**Problem to work on:** Put these records into a two-column CSV with the header columns "prompt" and "reply", one row per record. Place each record's text and its answer in one quoted field each, with line breaks replaced by spaces.

**Records for the task:**
***

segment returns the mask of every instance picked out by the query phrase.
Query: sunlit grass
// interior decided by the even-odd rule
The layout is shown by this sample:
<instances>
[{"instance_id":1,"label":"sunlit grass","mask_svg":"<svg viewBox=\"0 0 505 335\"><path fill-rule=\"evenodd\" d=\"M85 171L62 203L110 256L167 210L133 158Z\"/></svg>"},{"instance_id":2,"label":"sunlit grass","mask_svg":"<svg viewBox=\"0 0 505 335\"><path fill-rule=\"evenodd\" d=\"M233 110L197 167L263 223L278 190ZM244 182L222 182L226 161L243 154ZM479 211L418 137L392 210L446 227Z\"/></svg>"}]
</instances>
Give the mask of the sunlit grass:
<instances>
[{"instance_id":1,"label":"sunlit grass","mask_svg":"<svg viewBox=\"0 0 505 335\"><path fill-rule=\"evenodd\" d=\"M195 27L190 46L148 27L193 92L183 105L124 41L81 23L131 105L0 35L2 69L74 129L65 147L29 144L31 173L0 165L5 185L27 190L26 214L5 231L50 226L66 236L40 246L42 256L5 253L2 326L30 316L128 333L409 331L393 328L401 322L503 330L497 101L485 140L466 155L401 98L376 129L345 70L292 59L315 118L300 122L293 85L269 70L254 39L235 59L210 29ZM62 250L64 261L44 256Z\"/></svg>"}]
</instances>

***

**Solution for this exercise:**
prompt,reply
"segment returns the mask of every instance picked out by the query phrase. Query: sunlit grass // interior decided by the even-odd rule The layout is shown by this sample: <instances> [{""instance_id"":1,""label"":""sunlit grass"",""mask_svg"":""<svg viewBox=\""0 0 505 335\""><path fill-rule=\""evenodd\"" d=\""M85 171L62 203L110 256L167 210L133 158Z\""/></svg>""},{""instance_id"":2,""label"":""sunlit grass"",""mask_svg"":""<svg viewBox=\""0 0 505 335\""><path fill-rule=\""evenodd\"" d=\""M233 110L197 167L263 223L278 190ZM244 182L222 182L226 161L243 154ZM479 211L418 137L392 210L446 227Z\""/></svg>""}] </instances> Give the mask of the sunlit grass:","<instances> [{""instance_id"":1,""label"":""sunlit grass"",""mask_svg"":""<svg viewBox=\""0 0 505 335\""><path fill-rule=\""evenodd\"" d=\""M195 27L190 46L148 27L193 92L183 105L124 41L81 23L131 105L0 35L2 69L74 129L65 147L29 144L31 173L0 165L5 185L27 190L26 214L5 231L50 226L66 236L40 246L42 256L5 253L2 326L30 316L128 333L409 331L393 328L401 322L503 330L497 101L485 140L466 155L401 98L376 129L345 70L292 59L315 118L300 122L293 85L269 70L254 39L235 59L210 29ZM62 250L64 261L44 256Z\""/></svg>""}] </instances>"